DATA SUPPLIED

*** Begin section ***

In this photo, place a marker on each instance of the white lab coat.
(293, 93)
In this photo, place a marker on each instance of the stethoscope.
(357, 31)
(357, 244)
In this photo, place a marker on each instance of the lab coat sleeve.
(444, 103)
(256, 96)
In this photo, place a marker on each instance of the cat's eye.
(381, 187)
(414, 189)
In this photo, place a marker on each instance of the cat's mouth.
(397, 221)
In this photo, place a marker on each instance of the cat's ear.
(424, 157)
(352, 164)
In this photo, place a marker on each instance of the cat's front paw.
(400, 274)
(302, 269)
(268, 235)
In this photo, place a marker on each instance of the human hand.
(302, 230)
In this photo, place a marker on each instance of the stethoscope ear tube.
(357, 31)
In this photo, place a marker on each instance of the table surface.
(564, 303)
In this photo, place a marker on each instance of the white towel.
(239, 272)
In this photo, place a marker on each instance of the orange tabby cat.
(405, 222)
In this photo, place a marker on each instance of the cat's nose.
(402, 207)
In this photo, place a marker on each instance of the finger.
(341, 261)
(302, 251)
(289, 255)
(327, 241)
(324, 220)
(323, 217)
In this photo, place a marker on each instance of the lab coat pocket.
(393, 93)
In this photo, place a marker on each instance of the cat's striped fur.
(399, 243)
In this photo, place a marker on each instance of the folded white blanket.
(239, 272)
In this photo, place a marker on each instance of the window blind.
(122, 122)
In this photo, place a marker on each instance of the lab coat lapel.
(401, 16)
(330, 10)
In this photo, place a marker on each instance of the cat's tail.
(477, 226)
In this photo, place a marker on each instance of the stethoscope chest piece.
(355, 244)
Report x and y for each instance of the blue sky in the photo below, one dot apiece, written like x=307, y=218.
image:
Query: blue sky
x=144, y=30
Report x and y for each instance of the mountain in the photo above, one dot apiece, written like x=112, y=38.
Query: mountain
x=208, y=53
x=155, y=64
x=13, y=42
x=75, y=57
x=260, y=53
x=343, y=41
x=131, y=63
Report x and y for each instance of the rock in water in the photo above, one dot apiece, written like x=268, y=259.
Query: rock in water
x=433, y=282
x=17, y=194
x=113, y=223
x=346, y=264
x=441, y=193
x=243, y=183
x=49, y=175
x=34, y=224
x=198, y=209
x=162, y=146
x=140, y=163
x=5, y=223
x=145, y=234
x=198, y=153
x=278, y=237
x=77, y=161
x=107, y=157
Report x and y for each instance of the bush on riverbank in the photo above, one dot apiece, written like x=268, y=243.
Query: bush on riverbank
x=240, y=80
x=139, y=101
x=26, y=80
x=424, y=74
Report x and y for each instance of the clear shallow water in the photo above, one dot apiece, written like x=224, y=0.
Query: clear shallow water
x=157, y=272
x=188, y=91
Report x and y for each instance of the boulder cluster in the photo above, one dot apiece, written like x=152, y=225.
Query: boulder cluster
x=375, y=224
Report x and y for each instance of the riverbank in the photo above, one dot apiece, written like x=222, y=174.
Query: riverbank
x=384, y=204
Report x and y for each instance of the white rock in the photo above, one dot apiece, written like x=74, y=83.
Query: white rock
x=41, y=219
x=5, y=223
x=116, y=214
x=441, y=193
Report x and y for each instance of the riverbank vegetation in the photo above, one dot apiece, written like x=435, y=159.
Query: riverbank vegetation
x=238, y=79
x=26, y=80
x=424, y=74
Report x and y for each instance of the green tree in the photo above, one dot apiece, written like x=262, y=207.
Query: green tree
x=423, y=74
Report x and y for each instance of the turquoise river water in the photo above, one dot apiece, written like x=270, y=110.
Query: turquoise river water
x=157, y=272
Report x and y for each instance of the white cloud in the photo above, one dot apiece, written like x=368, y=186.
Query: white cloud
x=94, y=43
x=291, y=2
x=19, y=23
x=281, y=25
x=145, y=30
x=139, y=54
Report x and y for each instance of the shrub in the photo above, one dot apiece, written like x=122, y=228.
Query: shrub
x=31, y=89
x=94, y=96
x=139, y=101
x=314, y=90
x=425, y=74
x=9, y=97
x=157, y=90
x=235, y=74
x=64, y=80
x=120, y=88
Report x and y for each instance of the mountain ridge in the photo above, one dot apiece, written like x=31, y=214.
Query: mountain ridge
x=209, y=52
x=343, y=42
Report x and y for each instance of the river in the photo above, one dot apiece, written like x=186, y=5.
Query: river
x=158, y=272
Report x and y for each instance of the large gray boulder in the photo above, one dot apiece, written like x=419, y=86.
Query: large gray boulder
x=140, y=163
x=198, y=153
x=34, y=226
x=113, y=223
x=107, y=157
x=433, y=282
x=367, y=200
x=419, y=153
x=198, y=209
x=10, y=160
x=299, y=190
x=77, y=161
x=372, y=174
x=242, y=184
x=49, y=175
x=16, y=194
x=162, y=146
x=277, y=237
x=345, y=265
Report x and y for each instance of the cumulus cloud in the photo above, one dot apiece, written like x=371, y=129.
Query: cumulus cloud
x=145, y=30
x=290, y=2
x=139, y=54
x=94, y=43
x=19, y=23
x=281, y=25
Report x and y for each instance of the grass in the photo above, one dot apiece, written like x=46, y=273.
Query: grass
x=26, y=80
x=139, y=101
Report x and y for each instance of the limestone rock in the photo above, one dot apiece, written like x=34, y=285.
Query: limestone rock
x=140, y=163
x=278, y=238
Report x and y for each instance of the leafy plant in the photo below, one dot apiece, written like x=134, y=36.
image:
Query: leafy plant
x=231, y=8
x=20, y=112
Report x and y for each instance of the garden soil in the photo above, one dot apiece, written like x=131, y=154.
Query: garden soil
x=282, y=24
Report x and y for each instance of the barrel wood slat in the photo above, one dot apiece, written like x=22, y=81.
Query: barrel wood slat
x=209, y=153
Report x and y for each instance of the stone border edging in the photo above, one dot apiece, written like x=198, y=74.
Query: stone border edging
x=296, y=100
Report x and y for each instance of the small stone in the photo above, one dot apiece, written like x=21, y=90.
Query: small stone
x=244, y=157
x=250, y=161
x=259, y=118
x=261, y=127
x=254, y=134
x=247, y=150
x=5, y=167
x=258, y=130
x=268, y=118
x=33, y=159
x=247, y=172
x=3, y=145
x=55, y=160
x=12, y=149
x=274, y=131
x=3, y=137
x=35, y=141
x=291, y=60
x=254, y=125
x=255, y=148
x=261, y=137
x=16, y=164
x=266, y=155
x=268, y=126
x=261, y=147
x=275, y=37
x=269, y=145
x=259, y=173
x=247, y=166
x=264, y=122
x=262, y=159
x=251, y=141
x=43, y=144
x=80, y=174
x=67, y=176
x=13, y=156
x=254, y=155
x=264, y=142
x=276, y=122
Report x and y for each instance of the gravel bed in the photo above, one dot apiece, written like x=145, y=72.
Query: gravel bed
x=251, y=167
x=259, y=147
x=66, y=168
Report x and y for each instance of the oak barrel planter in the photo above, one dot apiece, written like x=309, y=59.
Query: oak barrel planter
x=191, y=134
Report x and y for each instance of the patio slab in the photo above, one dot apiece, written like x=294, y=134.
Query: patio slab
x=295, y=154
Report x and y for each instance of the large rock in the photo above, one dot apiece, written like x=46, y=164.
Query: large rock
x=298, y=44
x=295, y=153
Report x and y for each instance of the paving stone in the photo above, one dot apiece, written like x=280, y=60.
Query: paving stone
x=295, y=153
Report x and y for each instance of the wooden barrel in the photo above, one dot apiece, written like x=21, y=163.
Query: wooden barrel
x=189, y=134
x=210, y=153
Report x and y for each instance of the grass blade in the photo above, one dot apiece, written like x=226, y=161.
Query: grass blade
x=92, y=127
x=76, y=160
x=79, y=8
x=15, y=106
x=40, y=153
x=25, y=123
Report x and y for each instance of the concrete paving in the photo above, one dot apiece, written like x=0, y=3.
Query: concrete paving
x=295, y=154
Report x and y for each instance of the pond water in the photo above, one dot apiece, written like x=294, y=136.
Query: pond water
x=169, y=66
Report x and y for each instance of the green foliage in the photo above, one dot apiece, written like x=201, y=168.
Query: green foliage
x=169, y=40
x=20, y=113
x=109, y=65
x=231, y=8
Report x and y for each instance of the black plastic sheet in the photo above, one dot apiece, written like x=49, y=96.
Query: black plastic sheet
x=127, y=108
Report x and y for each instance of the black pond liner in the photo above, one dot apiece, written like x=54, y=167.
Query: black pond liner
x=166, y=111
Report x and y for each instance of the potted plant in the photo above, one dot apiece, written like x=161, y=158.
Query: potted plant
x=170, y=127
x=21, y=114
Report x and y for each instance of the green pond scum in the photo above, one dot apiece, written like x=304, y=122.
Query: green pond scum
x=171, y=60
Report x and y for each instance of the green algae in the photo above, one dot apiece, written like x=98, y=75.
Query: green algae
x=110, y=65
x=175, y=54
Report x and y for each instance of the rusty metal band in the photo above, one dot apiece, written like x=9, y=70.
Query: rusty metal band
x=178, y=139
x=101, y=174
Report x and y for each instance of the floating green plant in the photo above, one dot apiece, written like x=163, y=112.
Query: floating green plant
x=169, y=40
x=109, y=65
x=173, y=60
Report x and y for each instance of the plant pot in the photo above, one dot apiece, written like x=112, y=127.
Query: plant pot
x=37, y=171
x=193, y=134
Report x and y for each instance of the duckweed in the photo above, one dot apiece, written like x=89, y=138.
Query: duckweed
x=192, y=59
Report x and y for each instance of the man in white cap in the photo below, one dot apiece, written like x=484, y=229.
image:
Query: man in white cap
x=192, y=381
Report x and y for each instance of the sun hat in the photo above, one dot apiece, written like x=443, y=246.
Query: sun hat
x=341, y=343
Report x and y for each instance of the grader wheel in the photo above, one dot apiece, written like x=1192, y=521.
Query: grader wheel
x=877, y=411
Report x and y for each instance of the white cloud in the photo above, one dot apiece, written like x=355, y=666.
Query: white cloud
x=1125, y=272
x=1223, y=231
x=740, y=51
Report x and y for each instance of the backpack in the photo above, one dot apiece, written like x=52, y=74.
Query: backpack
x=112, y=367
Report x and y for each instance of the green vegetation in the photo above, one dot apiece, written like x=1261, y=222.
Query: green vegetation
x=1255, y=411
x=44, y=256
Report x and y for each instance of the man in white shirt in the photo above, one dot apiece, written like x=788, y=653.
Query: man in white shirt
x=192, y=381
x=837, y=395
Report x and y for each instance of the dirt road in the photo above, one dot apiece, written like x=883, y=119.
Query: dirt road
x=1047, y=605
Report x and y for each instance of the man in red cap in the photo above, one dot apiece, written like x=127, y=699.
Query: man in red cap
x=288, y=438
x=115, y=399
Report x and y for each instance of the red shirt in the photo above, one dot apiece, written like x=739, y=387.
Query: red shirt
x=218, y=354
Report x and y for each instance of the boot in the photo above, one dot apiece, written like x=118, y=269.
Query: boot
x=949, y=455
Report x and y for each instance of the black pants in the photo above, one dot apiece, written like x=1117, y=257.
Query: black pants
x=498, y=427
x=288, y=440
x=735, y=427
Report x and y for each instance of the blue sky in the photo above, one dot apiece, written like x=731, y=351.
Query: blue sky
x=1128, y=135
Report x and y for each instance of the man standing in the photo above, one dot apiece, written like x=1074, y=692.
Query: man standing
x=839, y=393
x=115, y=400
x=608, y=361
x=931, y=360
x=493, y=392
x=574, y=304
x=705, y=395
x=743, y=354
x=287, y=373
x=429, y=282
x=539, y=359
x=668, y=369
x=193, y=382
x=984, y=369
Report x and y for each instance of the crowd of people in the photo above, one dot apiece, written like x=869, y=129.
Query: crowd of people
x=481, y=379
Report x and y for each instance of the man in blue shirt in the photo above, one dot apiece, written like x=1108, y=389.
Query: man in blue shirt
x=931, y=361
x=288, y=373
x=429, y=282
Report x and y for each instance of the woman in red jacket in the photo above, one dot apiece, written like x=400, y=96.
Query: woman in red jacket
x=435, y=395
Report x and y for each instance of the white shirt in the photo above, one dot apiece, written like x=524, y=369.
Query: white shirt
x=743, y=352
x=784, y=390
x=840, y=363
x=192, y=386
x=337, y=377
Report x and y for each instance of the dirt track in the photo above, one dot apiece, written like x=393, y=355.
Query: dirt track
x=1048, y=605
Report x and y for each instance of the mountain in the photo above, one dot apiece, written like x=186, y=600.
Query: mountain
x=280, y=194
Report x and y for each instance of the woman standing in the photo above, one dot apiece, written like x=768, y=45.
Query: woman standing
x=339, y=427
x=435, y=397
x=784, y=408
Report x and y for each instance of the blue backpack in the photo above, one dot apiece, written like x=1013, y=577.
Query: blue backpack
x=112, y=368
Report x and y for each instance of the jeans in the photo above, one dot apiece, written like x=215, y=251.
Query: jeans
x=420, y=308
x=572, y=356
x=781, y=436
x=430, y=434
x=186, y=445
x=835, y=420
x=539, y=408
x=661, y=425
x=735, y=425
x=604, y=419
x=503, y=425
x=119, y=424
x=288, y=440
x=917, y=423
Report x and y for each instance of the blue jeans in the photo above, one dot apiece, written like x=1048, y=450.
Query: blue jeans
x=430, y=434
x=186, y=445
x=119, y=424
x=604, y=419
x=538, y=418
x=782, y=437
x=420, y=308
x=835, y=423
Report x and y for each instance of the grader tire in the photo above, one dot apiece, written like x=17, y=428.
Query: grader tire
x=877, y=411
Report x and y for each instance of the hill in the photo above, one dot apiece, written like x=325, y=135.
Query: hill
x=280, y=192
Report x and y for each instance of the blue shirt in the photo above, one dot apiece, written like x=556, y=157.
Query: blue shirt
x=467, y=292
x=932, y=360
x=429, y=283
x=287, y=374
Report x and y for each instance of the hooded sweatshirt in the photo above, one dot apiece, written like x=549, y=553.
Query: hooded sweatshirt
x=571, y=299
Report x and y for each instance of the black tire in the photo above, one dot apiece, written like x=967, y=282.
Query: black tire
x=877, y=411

*** End section ***

GOAL OF THE EXERCISE
Return all lines above that mention the word "below".

TASK SOLUTION
Report x and y for each instance of the blue sky in the photo below, one dot apiece, written like x=307, y=218.
Report x and y for each instance of the leafy plant in the photo below, one dot apiece, written like x=134, y=36.
Report x and y for each instance of the man in white cap in the photo below, one dot apiece, written like x=484, y=229.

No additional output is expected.